(Point localization data)
== == ==

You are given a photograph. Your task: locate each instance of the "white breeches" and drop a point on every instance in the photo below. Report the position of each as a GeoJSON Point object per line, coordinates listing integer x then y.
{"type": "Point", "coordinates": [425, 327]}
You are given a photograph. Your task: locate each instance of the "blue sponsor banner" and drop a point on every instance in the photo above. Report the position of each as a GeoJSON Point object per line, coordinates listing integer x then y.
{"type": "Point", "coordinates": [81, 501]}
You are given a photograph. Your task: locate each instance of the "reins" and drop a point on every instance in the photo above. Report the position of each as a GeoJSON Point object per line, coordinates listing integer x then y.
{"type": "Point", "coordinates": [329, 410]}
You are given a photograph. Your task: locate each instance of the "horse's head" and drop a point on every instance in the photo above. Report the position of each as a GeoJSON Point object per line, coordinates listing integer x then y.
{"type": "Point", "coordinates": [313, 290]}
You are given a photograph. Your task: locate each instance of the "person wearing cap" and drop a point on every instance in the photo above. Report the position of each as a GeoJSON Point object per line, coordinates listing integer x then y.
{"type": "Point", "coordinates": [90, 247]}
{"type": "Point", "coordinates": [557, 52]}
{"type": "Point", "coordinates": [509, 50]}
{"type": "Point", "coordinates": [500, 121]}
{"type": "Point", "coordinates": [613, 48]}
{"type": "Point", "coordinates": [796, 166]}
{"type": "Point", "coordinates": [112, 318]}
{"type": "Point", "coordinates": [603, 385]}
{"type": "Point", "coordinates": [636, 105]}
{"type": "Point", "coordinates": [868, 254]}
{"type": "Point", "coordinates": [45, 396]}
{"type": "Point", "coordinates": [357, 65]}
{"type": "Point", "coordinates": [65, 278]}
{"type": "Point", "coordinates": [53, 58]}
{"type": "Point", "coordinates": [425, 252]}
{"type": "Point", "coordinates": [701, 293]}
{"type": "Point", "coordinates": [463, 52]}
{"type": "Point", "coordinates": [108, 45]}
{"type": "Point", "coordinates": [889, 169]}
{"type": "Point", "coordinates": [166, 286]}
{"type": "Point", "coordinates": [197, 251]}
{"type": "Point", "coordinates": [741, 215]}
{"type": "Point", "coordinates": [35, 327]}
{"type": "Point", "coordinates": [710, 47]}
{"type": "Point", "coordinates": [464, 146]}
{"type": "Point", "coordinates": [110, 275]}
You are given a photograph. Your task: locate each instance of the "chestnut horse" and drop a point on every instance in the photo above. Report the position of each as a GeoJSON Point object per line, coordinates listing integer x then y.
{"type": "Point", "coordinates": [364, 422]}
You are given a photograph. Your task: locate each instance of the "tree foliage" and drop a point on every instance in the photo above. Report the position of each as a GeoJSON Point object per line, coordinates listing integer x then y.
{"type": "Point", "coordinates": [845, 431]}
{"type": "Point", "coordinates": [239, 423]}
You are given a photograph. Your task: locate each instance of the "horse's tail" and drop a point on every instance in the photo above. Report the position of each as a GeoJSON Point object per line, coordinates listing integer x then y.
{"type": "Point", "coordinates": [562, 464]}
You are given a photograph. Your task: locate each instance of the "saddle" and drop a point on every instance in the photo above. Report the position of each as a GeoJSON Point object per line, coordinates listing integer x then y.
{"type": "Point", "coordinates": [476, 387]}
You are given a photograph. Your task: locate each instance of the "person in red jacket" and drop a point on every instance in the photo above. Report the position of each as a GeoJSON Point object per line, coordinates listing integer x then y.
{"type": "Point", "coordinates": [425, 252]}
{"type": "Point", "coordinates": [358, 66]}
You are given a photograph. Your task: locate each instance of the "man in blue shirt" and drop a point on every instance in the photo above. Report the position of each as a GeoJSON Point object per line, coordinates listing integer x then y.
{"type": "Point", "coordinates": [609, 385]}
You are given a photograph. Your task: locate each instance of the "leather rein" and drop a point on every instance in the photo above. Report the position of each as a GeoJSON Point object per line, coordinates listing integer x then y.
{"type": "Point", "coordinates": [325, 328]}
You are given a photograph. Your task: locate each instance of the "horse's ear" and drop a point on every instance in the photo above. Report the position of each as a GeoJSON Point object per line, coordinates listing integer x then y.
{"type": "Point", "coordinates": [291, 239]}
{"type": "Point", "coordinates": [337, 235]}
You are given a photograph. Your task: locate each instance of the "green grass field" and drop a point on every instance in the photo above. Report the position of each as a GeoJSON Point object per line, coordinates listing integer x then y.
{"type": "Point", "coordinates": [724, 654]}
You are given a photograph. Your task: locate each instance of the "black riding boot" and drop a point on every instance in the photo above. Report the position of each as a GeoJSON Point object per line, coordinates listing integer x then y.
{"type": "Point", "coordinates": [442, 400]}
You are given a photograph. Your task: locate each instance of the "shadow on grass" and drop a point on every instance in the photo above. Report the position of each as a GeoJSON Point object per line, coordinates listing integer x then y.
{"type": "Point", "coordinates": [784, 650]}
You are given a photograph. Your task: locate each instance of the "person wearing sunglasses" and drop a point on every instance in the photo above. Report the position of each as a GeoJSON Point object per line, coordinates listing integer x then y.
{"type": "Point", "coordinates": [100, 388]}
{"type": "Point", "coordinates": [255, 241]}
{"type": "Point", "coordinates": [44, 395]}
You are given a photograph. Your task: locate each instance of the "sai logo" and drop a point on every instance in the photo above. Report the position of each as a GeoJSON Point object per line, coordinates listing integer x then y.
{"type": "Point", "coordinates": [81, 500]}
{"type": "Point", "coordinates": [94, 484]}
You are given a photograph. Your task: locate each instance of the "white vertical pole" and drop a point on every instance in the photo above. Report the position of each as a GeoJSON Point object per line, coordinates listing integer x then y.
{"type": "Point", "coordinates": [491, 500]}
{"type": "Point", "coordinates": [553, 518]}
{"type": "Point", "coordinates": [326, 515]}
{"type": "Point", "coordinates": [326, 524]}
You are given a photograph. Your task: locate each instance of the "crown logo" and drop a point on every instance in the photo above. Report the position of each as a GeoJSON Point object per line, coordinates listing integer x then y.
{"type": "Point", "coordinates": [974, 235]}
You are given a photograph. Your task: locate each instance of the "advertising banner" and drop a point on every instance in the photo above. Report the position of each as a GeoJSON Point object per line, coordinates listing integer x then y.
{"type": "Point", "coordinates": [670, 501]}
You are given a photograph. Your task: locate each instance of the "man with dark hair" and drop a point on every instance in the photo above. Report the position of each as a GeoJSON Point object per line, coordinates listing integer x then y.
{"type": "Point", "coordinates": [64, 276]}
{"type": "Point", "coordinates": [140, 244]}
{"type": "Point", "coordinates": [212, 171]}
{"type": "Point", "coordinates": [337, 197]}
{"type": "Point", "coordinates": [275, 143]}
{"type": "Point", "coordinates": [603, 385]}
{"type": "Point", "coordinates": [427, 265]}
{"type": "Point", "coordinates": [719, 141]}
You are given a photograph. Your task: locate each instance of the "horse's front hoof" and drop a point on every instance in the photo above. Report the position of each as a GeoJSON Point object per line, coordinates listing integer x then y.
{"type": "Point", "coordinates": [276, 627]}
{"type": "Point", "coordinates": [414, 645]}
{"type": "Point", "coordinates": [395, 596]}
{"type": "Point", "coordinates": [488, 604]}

== == ==

- _Task_
Write the records again exactly as they stand.

- _Solution for this task_
You are given a photograph. Your task: locate each instance of the "white breeches" and drop a point on every instance in the photo below. Report the position of each as a GeoJSON Point object per line, coordinates listing integer x then y.
{"type": "Point", "coordinates": [425, 327]}
You are given a photograph. Your task: locate each instance of the "blue sponsor banner" and drop a point on every instance in the photo above. Report the position of each as a GeoJSON Point object per line, coordinates listing integer x then y.
{"type": "Point", "coordinates": [81, 501]}
You are given a photograph. Your task: locate each instance of the "reins" and drop a point on every instance in the photo above. Report the position of each as a GeoJSON Point object per line, coordinates listing integer x then y.
{"type": "Point", "coordinates": [329, 410]}
You are given a photograph. Your task: locate each instance of the "horse's head" and drop a point on every instance in the photo above. Report the position of each as a GeoJSON Point object per line, coordinates listing integer x then y.
{"type": "Point", "coordinates": [313, 290]}
You are given a photograph. Your task: locate each instance of the "person wearing cap" and drop a point on every instance in the photo above. Report the position of each as a GeoJSON Point object per line, coordinates listing integer x then y.
{"type": "Point", "coordinates": [90, 247]}
{"type": "Point", "coordinates": [557, 52]}
{"type": "Point", "coordinates": [509, 50]}
{"type": "Point", "coordinates": [500, 121]}
{"type": "Point", "coordinates": [613, 48]}
{"type": "Point", "coordinates": [796, 166]}
{"type": "Point", "coordinates": [112, 318]}
{"type": "Point", "coordinates": [603, 385]}
{"type": "Point", "coordinates": [636, 105]}
{"type": "Point", "coordinates": [868, 254]}
{"type": "Point", "coordinates": [45, 396]}
{"type": "Point", "coordinates": [357, 65]}
{"type": "Point", "coordinates": [65, 278]}
{"type": "Point", "coordinates": [53, 58]}
{"type": "Point", "coordinates": [425, 252]}
{"type": "Point", "coordinates": [701, 293]}
{"type": "Point", "coordinates": [463, 52]}
{"type": "Point", "coordinates": [108, 45]}
{"type": "Point", "coordinates": [889, 169]}
{"type": "Point", "coordinates": [166, 286]}
{"type": "Point", "coordinates": [197, 251]}
{"type": "Point", "coordinates": [741, 215]}
{"type": "Point", "coordinates": [35, 327]}
{"type": "Point", "coordinates": [710, 47]}
{"type": "Point", "coordinates": [464, 146]}
{"type": "Point", "coordinates": [110, 275]}
You are given a photograph. Your task: locate each instance of the "chestnut horse" and drop a point on every instance in the photo above. Report the position of each as a GeoJSON Point object per line, coordinates listing integer x then y.
{"type": "Point", "coordinates": [364, 422]}
You are given a photograph. Your task: locate each instance of the "tree foliage" and drop a point on every instance in the photo above. Report the position of each as a GeoJSON Point object per line, coordinates listing integer x then y.
{"type": "Point", "coordinates": [845, 431]}
{"type": "Point", "coordinates": [239, 423]}
You are given a photograph. Your task: locate each instance of the "horse's tail" and drop a point on every instance in the photo above. Report the position of each as a GeoJSON Point object per line, coordinates listing integer x then y.
{"type": "Point", "coordinates": [562, 464]}
You are given a photograph. Your task: locate each instance of the "saddle" and drop a point on every instance in the photo above. Report the position of each as a GeoJSON Point object per line, coordinates listing integer x then y.
{"type": "Point", "coordinates": [476, 387]}
You are given a photograph. Your task: locate each instance of the "person in red jacket" and drop a point on every instance in the photo above. Report the position of each as a GeoJSON Point object per line, coordinates listing integer x then y.
{"type": "Point", "coordinates": [425, 252]}
{"type": "Point", "coordinates": [358, 66]}
You are given a photograph. Your task: locate each instance of the "man in blue shirt" and drop a point on every instance in the photo above. Report the position of each as a GeoJSON Point object per line, coordinates listing integer x then y.
{"type": "Point", "coordinates": [609, 385]}
You are given a photograph. Your task: locate each instance of the "leather rein" and drop a point on every instance in the photo above. Report the position of each as a GeoJSON Point object per line, coordinates listing integer x then y.
{"type": "Point", "coordinates": [325, 328]}
You are given a photograph. Your task: locate each instance of the "horse's ear" and drop a point on every instance in the photo above. Report the position of each as a GeoJSON Point object per line, coordinates listing integer x then y.
{"type": "Point", "coordinates": [291, 239]}
{"type": "Point", "coordinates": [337, 235]}
You are given a photograph. Your task: locate each instance of the "green grass field" and drop a point on every instance in the photo above. Report the position of each as a GeoJSON Point object per line, coordinates listing integer x then y.
{"type": "Point", "coordinates": [724, 654]}
You are given a photograph. Your task: locate each instance of the "black riding boot" and drop a point on every instance in the photo above. Report the position of each as a GeoJSON Point object per line, coordinates listing integer x then y.
{"type": "Point", "coordinates": [442, 400]}
You are given a photograph. Your task: locate each instance of the "shadow on grass" and drop a point on every instance in the photo above. Report the position of each as a GeoJSON Point object per line, coordinates listing integer x then y.
{"type": "Point", "coordinates": [784, 650]}
You are given a photograph. Your task: locate each instance of the "person wearing sunglasses" and drop a point on every instance in the photo above. Report the position of each as a GeoJSON Point object per line, coordinates listing integer x then y.
{"type": "Point", "coordinates": [100, 388]}
{"type": "Point", "coordinates": [255, 241]}
{"type": "Point", "coordinates": [44, 395]}
You are given a photograph. Your task: locate each instance of the "sai logo" and drop a point on every instance in the photo above. Report the position of each as a GeoJSON Point object per line, coordinates listing integer x then y.
{"type": "Point", "coordinates": [81, 500]}
{"type": "Point", "coordinates": [94, 484]}
You are given a photograph. Your task: locate each instance of the "white vertical pole" and drop a point on every instance in the photo above. Report the position of each as a GeoJSON Point object per line, coordinates listing integer x then y.
{"type": "Point", "coordinates": [491, 500]}
{"type": "Point", "coordinates": [553, 518]}
{"type": "Point", "coordinates": [326, 515]}
{"type": "Point", "coordinates": [326, 524]}
You are given a photograph. Your task: locate each instance of the "crown logo" and drop a point on every instance in the photo above. Report the position of each as a GeoJSON Point object per line, coordinates listing integer x then y.
{"type": "Point", "coordinates": [974, 235]}
You are given a photograph. Your task: locate each instance of the "advertising banner" and drop a point on every instance in the photo above. Report the position of each as a GeoJSON Point object per line, coordinates listing integer x then y.
{"type": "Point", "coordinates": [670, 501]}
You are given a photograph. Your task: locate each instance of the "man with dark hair" and drop a point on every instance in the photo above. Report the position of each as a GeoJSON Point object per line, coordinates listing integer x then y.
{"type": "Point", "coordinates": [64, 276]}
{"type": "Point", "coordinates": [140, 244]}
{"type": "Point", "coordinates": [212, 171]}
{"type": "Point", "coordinates": [337, 197]}
{"type": "Point", "coordinates": [275, 143]}
{"type": "Point", "coordinates": [603, 385]}
{"type": "Point", "coordinates": [427, 265]}
{"type": "Point", "coordinates": [719, 141]}
You are given a photograph. Your task: locate each instance of the "horse's front hoof" and drop a point on every instance in the photo above. Report the position of each as a GeoJSON Point object per line, coordinates listing integer x then y.
{"type": "Point", "coordinates": [276, 627]}
{"type": "Point", "coordinates": [414, 645]}
{"type": "Point", "coordinates": [395, 596]}
{"type": "Point", "coordinates": [488, 604]}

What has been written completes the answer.